## What this exercise asks
• 1. Output the section of the probability distribution notes below between "Dirac Delta Distribution" and "is drawn from.", inclusive.
• 2. List every section heading in the probability distribution notes below.
• 3. Resume the probability distribution notes below where they end.

## Provided passage

Laplace distribution

  • $p(x) = \frac{1}{2\gamma}exp(-\frac{-|x-\mu|}{\gamma})$
  • Places sharp peak at arbitrary point $\mu$ with spread of $\gamma$

Dirac Delta Distribution

  • $p(x) = \delta(x-\mu)$
  • Clusters all mass of the distribution function into a single point
  • Infinity high, infinity narrow peak
  • Exists to be integrated
  • Can be extended to an arbitrary number of points (empirical distribution):
    • $p(x) = \frac{1}{m}\Sigma_{i-1}^{m} \delta(x-x_{i})$

Mixtures of Distributions

  • Define a cluster of distributions. Define a probability distribution P(c) that selects which distribution is drawn from.

## Entries provided
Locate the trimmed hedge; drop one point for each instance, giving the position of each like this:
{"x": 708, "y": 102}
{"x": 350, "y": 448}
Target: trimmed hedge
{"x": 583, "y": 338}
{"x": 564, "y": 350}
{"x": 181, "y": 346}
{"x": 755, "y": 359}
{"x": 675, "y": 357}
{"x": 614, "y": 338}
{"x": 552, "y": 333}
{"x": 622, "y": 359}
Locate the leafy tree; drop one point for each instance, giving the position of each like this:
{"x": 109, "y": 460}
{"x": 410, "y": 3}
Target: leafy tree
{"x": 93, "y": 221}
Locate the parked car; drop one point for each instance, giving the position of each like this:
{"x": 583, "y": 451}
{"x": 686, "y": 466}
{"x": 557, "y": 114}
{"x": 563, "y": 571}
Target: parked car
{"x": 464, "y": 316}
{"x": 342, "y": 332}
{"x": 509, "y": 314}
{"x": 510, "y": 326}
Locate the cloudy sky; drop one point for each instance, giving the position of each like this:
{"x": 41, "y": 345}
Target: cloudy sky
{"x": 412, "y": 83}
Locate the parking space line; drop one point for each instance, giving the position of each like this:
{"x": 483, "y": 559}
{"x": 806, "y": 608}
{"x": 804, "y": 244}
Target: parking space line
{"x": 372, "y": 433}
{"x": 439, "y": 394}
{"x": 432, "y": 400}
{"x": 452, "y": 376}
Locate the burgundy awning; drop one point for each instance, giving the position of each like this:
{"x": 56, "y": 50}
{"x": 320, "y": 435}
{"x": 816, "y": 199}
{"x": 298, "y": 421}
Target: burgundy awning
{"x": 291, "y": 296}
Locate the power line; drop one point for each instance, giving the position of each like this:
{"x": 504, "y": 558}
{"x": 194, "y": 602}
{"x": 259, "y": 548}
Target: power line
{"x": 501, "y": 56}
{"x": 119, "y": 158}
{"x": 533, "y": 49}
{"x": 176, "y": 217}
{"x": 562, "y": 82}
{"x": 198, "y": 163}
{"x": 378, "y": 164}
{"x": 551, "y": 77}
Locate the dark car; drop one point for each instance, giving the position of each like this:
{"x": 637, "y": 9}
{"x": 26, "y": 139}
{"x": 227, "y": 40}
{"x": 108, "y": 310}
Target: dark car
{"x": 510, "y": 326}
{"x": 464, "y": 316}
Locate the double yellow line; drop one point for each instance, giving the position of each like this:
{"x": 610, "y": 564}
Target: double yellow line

## Task results
• 1.
Dirac Delta Distribution

  • $p(x) = \delta(x-\mu)$
  • Clusters all mass of the distribution function into a single point
  • Infinity high, infinity narrow peak
  • Exists to be integrated
  • Can be extended to an arbitrary number of points (empirical distribution):
    • $p(x) = \frac{1}{m}\Sigma_{i-1}^{m} \delta(x-x_{i})$

Mixtures of Distributions

  • Define a cluster of distributions. Define a probability distribution P(c) that selects which distribution is drawn from.

• 2.
Laplace distribution
Dirac Delta Distribution
Mixtures of Distributions

• 3.
  • $P(x) = \Sigma_{i} P(c=i) P(x |c=i)$
  • c is a latent variable, or a random variable that can’t be observed directly
  • Common types of mixture models are the empirical distribution and Gaussian mixture models, where the cluster consists of Gaussians.

Common Functions

Logistic sigmoid $\sigma(x)$

  • $\sigma(x) = \frac{1}{1+exp(-x)}$
  • Defined on $\mathbb{R}$ and confined between 0 and 1
  • Saturates as $x \rightarrow \pm \infty$ (ie insensitive to changes in x)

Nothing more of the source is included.